Passage →
** START **
In summary, the effect of financial deepening on carbon emissions in China is still uncertain. Hence, this study proposes two hypotheses:
Hypothesis 1a.
Financial deepening results in increased carbon emissions in China.
Hypothesis 1b.
Financial deepening contributes to China’s carbon reductions.

2.2. The Channel of Financial Deepening Impacting Carbon Emissions

There are multiple factors that might affect the impact of financial deepening on carbon emissions. Among them, green innovation is likely to play a key role. In literature, there is a growing consensus about the nexus between green innovation and carbon emissions; green innovation has a positive effect on carbon reductions [46,47,48]. However, there are different theoretical arguments on the relationship between financial deepening and green innovation.
The majority of relevant literature supports that financial deepening has a positive effect on green innovation [49,50,51]. Given the long investment return period and high uncertainty, green innovation usually needs continuous and considerable amounts of investment [52,53]. Hence, financial deepening could promote the financing of green innovation to effectively meet the capital need. Moreover, financial deepening usually brings about cheaper credit and capital with less costs [29,54], which could reduce the cost of green innovation. In this context, enterprises are more likely to engage in green innovation.
Contrarily, several studies argue that financial deepening may hinder green innovation. Cross-country evidence has shown that financial deepening makes the credit market grow and mature, which may be accompanied by financial providers’ growing risk aversion [55]. As a result, a mature credit market may discourage green innovation, which is widely characterized as high risk, due to the growing risk aversion and other considerations. Besides, Lv et al. (2021) [56] stated that financial deepening in terms of scale expansion makes the financial system more complicated, which may cause decreased stability and more difficulty in managing funds. When a financial institution is overexpanded, its efficiency may decrease, which may constrain enterprises’ innovation investment, since the required credit could not be provided effectively. In this case, green innovation will subsequently be negatively impacted.
In summary, green innovation contributes to carbon reductions, while the effect of financial deepening on green innovation is still uncertain. Hence, this study proposes another two hypotheses:
Hypothesis 2a.
Promoting green innovation is an important mechanism through which financial deepening can contribute to carbon reductions.
Hypothesis 2b.
Hindering green innovation is an important mechanism through which financial deepening results in increased carbon emissions.
** END **
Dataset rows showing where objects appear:
** START **
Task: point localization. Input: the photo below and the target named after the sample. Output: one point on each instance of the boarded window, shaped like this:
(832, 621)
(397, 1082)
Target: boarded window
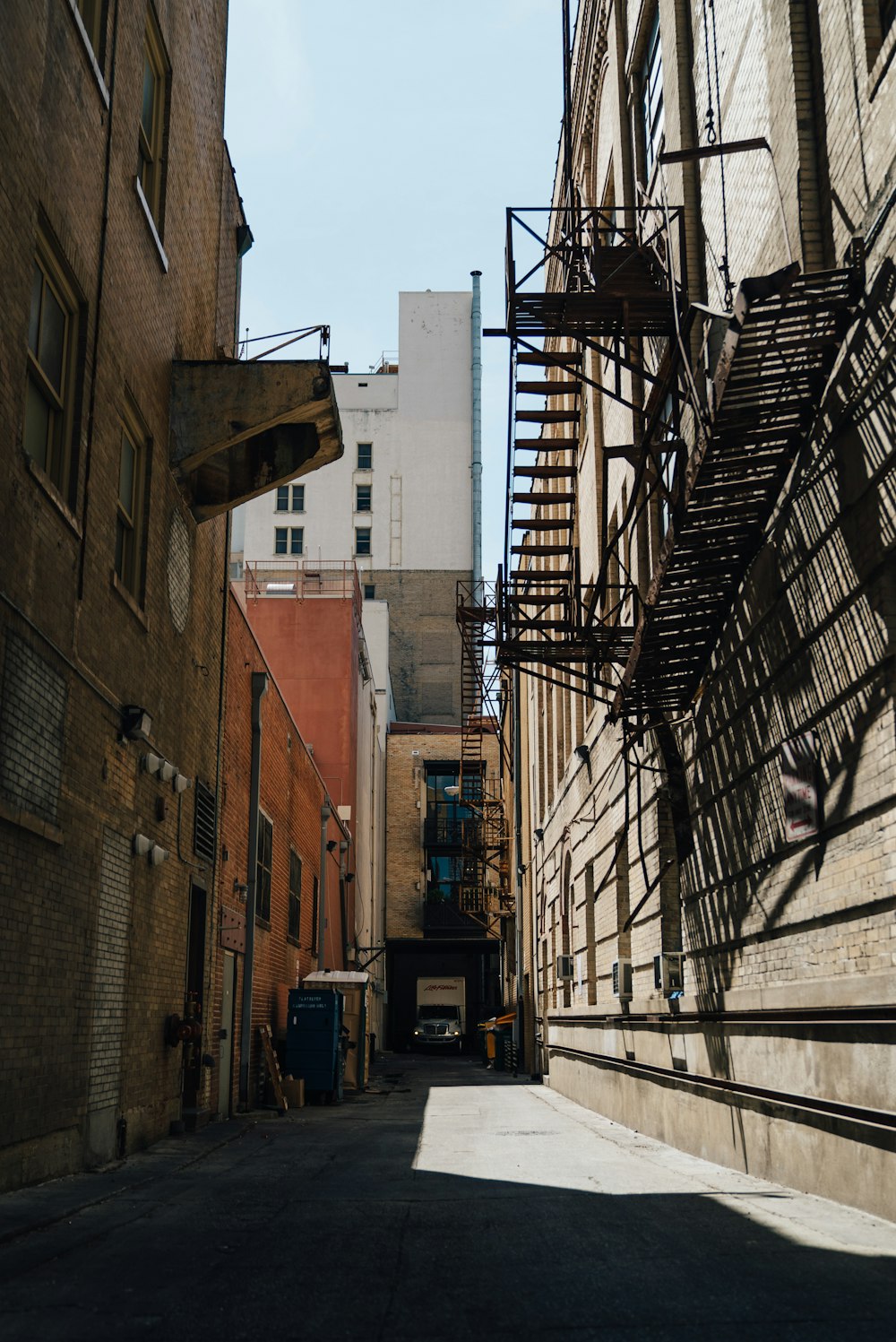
(32, 720)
** END **
Task directions →
Can you pick up the passage on financial deepening and carbon emissions right after its last sentence and keep writing it?

Answer →
3. Methodology and Data

3.1. Model

To examine the impact of financial deepening on carbon emissions in China, the following econometric model is first proposed:
co2it = α1+ β1FDit +γX + Year + City + u
where co2it represents carbon emissions (log value) for city i in year t; FDit denotes city-level financial deepening; X is a vector of control variables; Year and City represent year- and city-fixed effects, respectively; and u is the error term.
Then, we run the following regression to gauge if financial deepening influences green innovation:
greenit = α2+ β2FDit +γ’X + Year + City + u
where greenit represents the green innovation level for city i in year t; X is a vector of control variables; and u’ is the error term. Others are the same as in Equation (1).
The previous estimates are based on city-level data. In China, resource enterprises have been identified as a major carbon emitter in cities [57,58,59,60]. Therefore, it is useful to explore the effect of financial deepening on carbon emissions with a consideration of green innovation using resource enterprises’ data.
The enterprise-level empirical strategy is similar to the above city-level analysis. Since the carbon emissions data of China’s resource enterprises are unavailable, we therefore empirically explore the role of green innovation in the identified nexus. Specifically, the following regression is proposed to gauge if financial deepening influences green innovation:
patentj,t+1= α3 + β3 bankjt +δY + Year + Industry + v
where patentj,t+1 represents the green innovation level for resource enterprise j in year t + 1; We use t + 1 to address the potential endogenous issue as suggested. Besides, the impact of the financial institution change on carbon emissions at the enterprise level may also be lagged, which also supports the use of t + 1. bankjt denotes enterprise-level financial deepening; Y is a vector of control variables; Year and Industry represent year- and industry-fixed effects, respectively; and v is the error term.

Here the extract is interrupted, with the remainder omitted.